INSTRUCTIONS TO FOLLOW: Scan the entries for the word "home" and return every line that has it.

[Natural language region descriptions]
****************

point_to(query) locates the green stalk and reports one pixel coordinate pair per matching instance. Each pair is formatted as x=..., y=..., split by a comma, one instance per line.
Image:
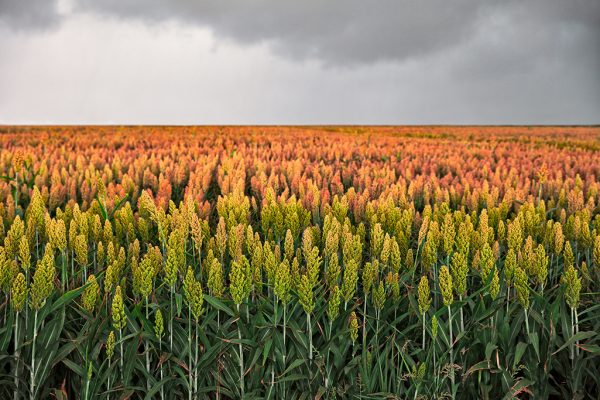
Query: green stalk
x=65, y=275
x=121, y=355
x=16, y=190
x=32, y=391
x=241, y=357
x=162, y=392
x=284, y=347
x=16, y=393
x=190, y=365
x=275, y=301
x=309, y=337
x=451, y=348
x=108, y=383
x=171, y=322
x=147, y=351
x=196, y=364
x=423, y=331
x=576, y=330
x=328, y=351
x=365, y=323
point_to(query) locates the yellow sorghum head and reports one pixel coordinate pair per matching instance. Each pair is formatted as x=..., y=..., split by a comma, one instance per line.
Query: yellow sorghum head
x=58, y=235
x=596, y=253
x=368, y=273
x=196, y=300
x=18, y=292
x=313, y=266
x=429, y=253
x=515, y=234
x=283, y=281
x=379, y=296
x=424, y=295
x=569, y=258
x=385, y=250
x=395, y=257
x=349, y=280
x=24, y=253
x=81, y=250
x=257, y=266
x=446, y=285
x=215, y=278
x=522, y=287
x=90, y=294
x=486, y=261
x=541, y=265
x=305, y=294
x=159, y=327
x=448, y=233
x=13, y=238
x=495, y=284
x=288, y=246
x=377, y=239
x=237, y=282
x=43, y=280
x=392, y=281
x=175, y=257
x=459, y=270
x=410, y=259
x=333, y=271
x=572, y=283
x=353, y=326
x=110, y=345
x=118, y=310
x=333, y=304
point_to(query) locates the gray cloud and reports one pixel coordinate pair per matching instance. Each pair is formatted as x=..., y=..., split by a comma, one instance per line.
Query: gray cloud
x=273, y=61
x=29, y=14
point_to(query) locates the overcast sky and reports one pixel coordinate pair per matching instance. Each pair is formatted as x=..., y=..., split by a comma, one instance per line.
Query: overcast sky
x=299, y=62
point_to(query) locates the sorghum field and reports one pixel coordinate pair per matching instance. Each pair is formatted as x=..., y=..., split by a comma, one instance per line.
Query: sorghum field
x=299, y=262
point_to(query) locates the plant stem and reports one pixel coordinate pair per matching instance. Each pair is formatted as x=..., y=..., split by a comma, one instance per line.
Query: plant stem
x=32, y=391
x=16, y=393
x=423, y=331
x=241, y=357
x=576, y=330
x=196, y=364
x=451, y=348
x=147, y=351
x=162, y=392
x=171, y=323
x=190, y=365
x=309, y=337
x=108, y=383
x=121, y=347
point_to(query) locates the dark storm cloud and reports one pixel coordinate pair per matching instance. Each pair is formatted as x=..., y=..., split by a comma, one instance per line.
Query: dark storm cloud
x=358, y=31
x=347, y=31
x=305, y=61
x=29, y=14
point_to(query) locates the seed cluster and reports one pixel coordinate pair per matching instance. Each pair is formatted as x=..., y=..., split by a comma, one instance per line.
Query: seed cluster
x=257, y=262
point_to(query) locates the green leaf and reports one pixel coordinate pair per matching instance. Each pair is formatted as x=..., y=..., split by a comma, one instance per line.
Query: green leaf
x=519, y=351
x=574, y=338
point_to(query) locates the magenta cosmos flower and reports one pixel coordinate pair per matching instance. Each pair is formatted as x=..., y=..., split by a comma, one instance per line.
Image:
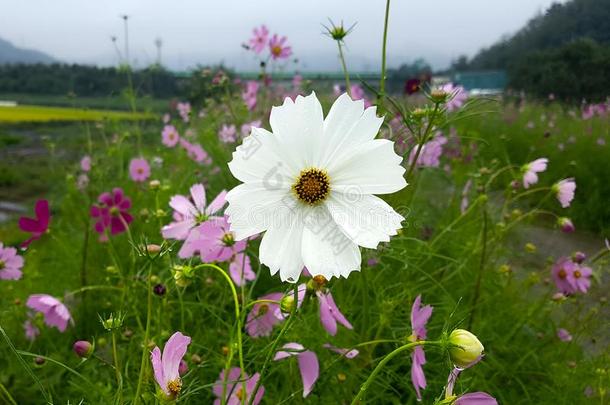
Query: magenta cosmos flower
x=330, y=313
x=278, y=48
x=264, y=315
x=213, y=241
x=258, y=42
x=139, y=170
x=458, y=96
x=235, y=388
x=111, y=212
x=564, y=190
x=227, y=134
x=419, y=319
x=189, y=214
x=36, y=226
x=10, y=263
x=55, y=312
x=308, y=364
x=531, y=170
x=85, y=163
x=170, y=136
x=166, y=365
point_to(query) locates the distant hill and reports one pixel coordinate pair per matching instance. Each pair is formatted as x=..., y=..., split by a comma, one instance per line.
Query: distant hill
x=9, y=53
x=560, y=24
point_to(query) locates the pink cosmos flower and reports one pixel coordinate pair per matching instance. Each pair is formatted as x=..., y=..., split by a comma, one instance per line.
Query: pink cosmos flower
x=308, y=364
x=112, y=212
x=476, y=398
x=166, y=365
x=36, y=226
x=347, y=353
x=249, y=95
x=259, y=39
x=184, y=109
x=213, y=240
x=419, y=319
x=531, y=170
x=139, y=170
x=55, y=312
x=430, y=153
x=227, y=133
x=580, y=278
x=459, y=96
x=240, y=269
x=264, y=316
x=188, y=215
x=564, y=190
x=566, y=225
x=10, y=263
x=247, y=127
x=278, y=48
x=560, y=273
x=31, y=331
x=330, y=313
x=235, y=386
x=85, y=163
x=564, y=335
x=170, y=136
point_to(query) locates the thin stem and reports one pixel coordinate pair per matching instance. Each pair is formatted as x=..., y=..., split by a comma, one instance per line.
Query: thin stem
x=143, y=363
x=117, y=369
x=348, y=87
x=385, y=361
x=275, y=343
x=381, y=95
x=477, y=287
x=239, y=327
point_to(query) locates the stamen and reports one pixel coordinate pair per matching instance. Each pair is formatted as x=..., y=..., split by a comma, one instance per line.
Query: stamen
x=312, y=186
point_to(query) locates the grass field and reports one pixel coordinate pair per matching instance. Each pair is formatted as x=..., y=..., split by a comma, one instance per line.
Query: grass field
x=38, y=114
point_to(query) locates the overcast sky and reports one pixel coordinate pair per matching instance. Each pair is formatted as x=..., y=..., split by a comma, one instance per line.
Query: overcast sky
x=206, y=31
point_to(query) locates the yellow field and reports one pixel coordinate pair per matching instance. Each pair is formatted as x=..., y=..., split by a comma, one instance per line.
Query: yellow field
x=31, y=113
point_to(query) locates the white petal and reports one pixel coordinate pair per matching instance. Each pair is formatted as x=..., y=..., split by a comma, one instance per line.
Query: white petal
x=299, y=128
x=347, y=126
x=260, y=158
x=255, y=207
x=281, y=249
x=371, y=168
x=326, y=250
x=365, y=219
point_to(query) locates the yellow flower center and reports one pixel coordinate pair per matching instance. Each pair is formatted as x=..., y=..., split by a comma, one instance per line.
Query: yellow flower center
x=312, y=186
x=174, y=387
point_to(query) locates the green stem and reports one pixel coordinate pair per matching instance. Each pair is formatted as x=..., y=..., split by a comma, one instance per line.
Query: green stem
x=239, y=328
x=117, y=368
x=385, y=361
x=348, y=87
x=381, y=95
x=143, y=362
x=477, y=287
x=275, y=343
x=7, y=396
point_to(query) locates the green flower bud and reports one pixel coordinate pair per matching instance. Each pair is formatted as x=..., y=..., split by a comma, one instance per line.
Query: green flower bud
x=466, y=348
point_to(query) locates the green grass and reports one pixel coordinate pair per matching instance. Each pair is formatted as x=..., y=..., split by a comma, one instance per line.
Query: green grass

****************

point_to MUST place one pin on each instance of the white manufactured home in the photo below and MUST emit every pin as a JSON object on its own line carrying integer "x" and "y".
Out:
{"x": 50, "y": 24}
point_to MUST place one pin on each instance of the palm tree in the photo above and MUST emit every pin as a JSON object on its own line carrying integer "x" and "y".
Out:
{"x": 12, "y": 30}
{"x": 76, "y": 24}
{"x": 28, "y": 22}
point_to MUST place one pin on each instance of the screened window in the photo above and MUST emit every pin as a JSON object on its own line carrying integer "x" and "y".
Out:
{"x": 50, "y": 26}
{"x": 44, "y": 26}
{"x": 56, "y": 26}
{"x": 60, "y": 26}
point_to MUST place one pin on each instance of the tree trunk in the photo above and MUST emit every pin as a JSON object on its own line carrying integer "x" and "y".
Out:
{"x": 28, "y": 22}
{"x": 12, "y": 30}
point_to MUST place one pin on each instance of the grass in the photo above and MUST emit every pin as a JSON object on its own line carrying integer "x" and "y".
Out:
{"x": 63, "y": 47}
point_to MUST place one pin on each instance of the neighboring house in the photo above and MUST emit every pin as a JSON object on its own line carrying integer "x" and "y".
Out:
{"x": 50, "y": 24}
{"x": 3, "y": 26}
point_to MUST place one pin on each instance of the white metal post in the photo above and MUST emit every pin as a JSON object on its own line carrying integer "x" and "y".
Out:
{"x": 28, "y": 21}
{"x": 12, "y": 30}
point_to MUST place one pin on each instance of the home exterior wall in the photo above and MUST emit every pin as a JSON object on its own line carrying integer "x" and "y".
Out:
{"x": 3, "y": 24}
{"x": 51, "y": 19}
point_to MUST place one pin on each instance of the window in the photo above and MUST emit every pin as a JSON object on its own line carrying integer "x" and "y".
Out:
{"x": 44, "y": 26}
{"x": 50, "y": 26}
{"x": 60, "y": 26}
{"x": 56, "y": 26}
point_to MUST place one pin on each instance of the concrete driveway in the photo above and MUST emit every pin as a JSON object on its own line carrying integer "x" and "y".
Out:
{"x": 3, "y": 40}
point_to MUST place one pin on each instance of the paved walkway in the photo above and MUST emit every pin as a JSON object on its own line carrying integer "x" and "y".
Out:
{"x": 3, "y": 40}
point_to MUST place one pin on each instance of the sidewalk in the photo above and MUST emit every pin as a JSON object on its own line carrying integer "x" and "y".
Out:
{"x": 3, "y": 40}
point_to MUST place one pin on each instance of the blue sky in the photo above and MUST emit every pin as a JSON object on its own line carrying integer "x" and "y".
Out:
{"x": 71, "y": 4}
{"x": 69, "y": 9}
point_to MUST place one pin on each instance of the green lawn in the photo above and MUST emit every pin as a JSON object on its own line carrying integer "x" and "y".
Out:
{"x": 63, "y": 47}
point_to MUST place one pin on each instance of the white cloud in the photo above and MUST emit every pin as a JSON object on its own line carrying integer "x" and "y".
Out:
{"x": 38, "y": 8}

****************

TASK ANSWER:
point_to MUST place one pin on each instance of the white manufactured home in the photo below and MUST emit every pin as a JSON object on its own line carrying integer "x" and "y".
point_to MUST place one pin on each instance of the home exterior wall in the photo above and MUST emit every pin as a JSON object on its own line carrying integer "x" and "y".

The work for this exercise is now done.